Exercise requirements –
Could you print each of the rows below verbatim, leaving every character unchanged?
———
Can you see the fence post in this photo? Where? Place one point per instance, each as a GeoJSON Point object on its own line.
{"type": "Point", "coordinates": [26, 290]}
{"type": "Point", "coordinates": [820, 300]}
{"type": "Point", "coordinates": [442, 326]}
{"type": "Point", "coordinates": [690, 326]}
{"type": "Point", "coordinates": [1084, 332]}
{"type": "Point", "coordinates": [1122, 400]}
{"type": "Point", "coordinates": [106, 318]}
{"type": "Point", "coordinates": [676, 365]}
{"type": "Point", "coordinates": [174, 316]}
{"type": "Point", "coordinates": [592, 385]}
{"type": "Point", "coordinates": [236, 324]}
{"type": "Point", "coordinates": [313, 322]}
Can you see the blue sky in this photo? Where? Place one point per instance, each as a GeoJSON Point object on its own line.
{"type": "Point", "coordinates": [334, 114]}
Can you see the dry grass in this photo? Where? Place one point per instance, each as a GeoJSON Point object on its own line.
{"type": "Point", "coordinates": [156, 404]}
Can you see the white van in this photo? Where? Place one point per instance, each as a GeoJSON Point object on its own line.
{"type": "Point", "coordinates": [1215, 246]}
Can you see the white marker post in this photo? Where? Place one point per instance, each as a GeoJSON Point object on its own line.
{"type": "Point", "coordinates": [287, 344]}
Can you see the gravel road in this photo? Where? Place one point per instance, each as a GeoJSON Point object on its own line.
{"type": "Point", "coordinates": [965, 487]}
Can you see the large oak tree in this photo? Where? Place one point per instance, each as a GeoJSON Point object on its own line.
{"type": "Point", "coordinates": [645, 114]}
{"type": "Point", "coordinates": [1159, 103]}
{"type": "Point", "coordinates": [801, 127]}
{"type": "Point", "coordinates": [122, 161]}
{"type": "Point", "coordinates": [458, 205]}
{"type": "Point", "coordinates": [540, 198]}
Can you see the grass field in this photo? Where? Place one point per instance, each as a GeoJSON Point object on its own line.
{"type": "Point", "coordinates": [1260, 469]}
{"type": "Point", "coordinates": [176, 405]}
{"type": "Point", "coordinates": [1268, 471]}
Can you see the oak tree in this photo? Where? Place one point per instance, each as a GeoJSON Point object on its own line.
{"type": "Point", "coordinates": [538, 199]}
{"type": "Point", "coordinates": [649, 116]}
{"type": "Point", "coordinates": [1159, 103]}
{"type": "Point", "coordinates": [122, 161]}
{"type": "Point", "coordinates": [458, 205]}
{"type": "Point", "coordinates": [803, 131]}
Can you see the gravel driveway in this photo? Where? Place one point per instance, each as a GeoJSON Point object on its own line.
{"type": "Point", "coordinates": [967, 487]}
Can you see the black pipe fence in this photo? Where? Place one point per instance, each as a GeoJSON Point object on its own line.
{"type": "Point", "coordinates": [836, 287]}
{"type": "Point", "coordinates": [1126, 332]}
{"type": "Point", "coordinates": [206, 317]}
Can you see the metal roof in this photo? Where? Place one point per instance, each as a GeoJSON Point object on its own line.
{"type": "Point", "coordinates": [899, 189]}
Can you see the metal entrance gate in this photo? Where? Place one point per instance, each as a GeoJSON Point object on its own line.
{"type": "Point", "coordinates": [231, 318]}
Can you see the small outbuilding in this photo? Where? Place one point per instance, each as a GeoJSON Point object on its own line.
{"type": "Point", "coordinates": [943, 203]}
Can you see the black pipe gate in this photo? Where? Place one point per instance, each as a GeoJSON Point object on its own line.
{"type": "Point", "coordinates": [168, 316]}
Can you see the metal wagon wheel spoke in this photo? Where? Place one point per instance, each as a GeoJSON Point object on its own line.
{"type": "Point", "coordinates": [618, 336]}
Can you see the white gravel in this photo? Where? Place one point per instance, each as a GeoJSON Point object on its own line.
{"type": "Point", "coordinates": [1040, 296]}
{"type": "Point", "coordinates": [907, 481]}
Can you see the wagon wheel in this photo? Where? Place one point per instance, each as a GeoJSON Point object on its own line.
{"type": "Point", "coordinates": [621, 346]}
———
Finished exercise –
Can you see the fence post in this photo? Where? Place one point per instance, each as a GeoJSON Point object on its own line.
{"type": "Point", "coordinates": [26, 290]}
{"type": "Point", "coordinates": [820, 300]}
{"type": "Point", "coordinates": [442, 326]}
{"type": "Point", "coordinates": [690, 326]}
{"type": "Point", "coordinates": [1084, 332]}
{"type": "Point", "coordinates": [1122, 400]}
{"type": "Point", "coordinates": [106, 318]}
{"type": "Point", "coordinates": [676, 365]}
{"type": "Point", "coordinates": [174, 316]}
{"type": "Point", "coordinates": [592, 385]}
{"type": "Point", "coordinates": [236, 324]}
{"type": "Point", "coordinates": [313, 322]}
Can you see the blue sky in this photo? Where? Place one point per instance, each as a GeoJSON Point object on its own line.
{"type": "Point", "coordinates": [334, 114]}
Can you see the dry grass in this photo? Where? Place one point per instance, each as a GeoJSON Point object on its own line.
{"type": "Point", "coordinates": [156, 404]}
Can you see the white van in this photo? Where? Place one point per instance, each as a GeoJSON Point object on its own line.
{"type": "Point", "coordinates": [1215, 246]}
Can you see the white marker post in this photo? Where? Place one point per instance, each as a GeoJSON Point object on its own line.
{"type": "Point", "coordinates": [287, 344]}
Can you see the gravel road in this photo? Where? Place one point per instance, each as a GeoJSON Point object on its own line.
{"type": "Point", "coordinates": [965, 487]}
Can you see the large oak tree in this photo? Where? Place one point per instance, each as a GeoJSON Point object on its own line.
{"type": "Point", "coordinates": [645, 114]}
{"type": "Point", "coordinates": [1159, 103]}
{"type": "Point", "coordinates": [801, 127]}
{"type": "Point", "coordinates": [122, 161]}
{"type": "Point", "coordinates": [458, 205]}
{"type": "Point", "coordinates": [540, 198]}
Can you see the grass field in this photo? Where? Place one point per instance, each as a GeoJSON Point object on its own line.
{"type": "Point", "coordinates": [1260, 469]}
{"type": "Point", "coordinates": [176, 405]}
{"type": "Point", "coordinates": [1268, 471]}
Can you see the oak tree in this photo? Where? Place one point per instance, each as a GeoJSON Point object on its own line.
{"type": "Point", "coordinates": [538, 199]}
{"type": "Point", "coordinates": [649, 116]}
{"type": "Point", "coordinates": [1159, 103]}
{"type": "Point", "coordinates": [122, 161]}
{"type": "Point", "coordinates": [458, 205]}
{"type": "Point", "coordinates": [803, 131]}
Can you see the gravel driveway in this photo? Where? Place one point per instance, each as a GeoJSON Point object on its own line.
{"type": "Point", "coordinates": [967, 487]}
Can you see the black pipe fence in this photo? Where? Place one point per instance, each as a GeoJSON Point object on its own line.
{"type": "Point", "coordinates": [836, 287]}
{"type": "Point", "coordinates": [1126, 332]}
{"type": "Point", "coordinates": [206, 317]}
Can you see the metal roof in this photo? Where? Place one point per instance, each as a GeoJSON Point object on its own line.
{"type": "Point", "coordinates": [899, 189]}
Can you see the metal entrance gate in this photo? Where? Place one point per instance, each as a GeoJSON Point object on its own line.
{"type": "Point", "coordinates": [231, 318]}
Can you see the small outbuilding in this photo? Where? Place one point per instance, each as a GeoJSON Point object on its own line.
{"type": "Point", "coordinates": [943, 203]}
Can you see the black pipe gate in this photo? Where? Place one point per instance, each as a GeoJSON Point object on its own line.
{"type": "Point", "coordinates": [168, 316]}
Can you see the metal wagon wheel spoke in this photo? Where? Place one point per instance, each as a GeoJSON Point object on its own line.
{"type": "Point", "coordinates": [618, 336]}
Can you see the white gravel in this photo? Where? Place one point per instance, each as a GeoJSON Point object on its own line.
{"type": "Point", "coordinates": [1040, 296]}
{"type": "Point", "coordinates": [907, 481]}
Can you see the wagon wheel in this photo? Where? Place one point per instance, each as a GeoJSON Point object on its own line.
{"type": "Point", "coordinates": [621, 346]}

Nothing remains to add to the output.